■ **Instructions to follow**
Each record must appear in your answer exactly as it does below.

■ **Records to process**
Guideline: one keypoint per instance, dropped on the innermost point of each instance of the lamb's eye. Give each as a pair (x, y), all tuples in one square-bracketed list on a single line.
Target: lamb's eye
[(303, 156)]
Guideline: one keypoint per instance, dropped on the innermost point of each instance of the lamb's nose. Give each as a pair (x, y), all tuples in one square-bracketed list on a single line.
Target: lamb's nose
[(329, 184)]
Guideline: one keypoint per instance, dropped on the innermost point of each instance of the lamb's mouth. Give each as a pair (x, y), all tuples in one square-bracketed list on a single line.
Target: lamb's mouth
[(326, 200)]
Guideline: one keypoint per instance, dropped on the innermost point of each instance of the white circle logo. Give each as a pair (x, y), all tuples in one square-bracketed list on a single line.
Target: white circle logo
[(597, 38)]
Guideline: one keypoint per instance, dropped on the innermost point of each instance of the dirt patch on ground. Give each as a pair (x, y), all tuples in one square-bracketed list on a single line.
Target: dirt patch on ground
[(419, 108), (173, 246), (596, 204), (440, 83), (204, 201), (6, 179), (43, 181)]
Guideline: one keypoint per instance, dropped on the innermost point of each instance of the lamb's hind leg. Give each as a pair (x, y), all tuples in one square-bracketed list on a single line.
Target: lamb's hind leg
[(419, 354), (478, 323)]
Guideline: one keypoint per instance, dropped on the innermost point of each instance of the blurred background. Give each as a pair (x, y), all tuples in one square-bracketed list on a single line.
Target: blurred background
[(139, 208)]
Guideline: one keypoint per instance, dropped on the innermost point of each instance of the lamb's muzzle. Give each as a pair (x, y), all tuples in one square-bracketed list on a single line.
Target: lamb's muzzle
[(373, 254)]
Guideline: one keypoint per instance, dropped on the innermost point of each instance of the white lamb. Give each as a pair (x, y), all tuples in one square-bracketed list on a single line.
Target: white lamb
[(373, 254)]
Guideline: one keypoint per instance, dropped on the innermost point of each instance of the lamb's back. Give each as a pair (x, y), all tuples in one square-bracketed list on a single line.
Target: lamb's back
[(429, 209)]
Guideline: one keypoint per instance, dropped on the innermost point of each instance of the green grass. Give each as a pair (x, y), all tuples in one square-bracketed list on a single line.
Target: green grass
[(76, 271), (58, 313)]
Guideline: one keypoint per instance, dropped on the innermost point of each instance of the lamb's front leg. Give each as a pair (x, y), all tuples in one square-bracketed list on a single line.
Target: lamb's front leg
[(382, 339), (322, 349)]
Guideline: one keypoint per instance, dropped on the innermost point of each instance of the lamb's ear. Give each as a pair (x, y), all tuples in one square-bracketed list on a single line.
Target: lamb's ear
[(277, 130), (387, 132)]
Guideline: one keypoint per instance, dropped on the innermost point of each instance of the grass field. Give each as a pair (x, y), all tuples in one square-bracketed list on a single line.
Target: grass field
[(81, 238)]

■ **Answer to the exercise**
Guideline: one keypoint per instance, dropped on the innermost point of each instance of the lamb's eye. Give each as a pair (x, y), all tuples in one square-bracketed list on a single line.
Target: lamb's eye
[(303, 156)]
Guideline: one keypoint per instance, dropped on the innermost point of each instance of the lamb's nose. Give each as a pair (x, y), all tuples in one square-bracketed list on a single line.
Target: lamb's nose
[(329, 184)]
Guideline: one keypoint per instance, dropped on the innermost point of each instance of the lamb's mouth. Give each as a pair (x, y), all tuples in one square-bracketed list on a single line.
Target: lamb's mouth
[(326, 200)]
Guideline: one keypoint per instance, dropped on the innermost point of each instance of the white circle logo. Give each as a pair (x, y), all tuples in one square-bracketed list on a single line.
Target: white circle logo
[(597, 38)]
Guideline: one keypoint per instance, dropped on the innermost point of each instance of the dirt patch on ground. Give each as a pair (x, y), all tuples in one square-bracketed list on a single line.
Target: dirt patch on ground
[(419, 108), (173, 246), (596, 204), (440, 83), (204, 201), (6, 179), (43, 181)]
Guideline: one keypoint per instance, dropped on the innermost point of each instance of the lamb's hind leg. Give each as a pair (x, y), all tuples in one square-bracketed list on a single line.
Target: lamb's hind leg
[(419, 354), (478, 323)]
Guideline: one keypoint per instance, dropped on the innermost point of each instance of the blurred background. Give each as a pair (x, y), all tuples in one square-bracketed list on a single line.
Target: blurred background
[(139, 208)]
Guideline: one keypoint per instance, dropped on the innermost point of each instance of the lamb's muzzle. Give each as a pair (x, y), all tuples in one square-bracketed list on a single line.
Target: lamb's muzzle
[(373, 254)]
Guideline: one keypoint per instance, dropped on the innermost point of each instance of the white lamb. Give each as a pair (x, y), all tuples in one square-bracketed list on a single line.
Target: white lamb
[(373, 254)]
Guideline: one keypoint per instance, dropped on the innermost point of each instance of the lamb's back. Give each as a pair (x, y), all tuples in one square-bracketed list on a single line.
Target: lamb's back
[(429, 209)]
Guideline: one keypoint per instance, dropped on the innermost point of each instance of the green grass. Give each as a pair (x, y), all tuples in one square-bracketed list on a single line.
Target: green grass
[(76, 271), (58, 313)]
Guideline: one keypoint per instance, dropped on the innermost point of each instance of the lamb's front leg. Give each as a pair (x, y), all tuples in one square-bracketed list on a single line.
Target: lamb's front leg
[(382, 339), (322, 349)]
Guideline: one keypoint per instance, dropped on the innermost point of each instance of the lamb's ear. Give each as a pair (x, y), all tuples in one square-bracketed list on a single line.
Target: lamb's ear
[(277, 130), (387, 132)]
Guideline: one keypoint per instance, dropped on the innermost point of each instance of the grass field. Give each as a pair (x, y), all tuples in one square-bracketed list on a single line.
Target: grass field
[(81, 238)]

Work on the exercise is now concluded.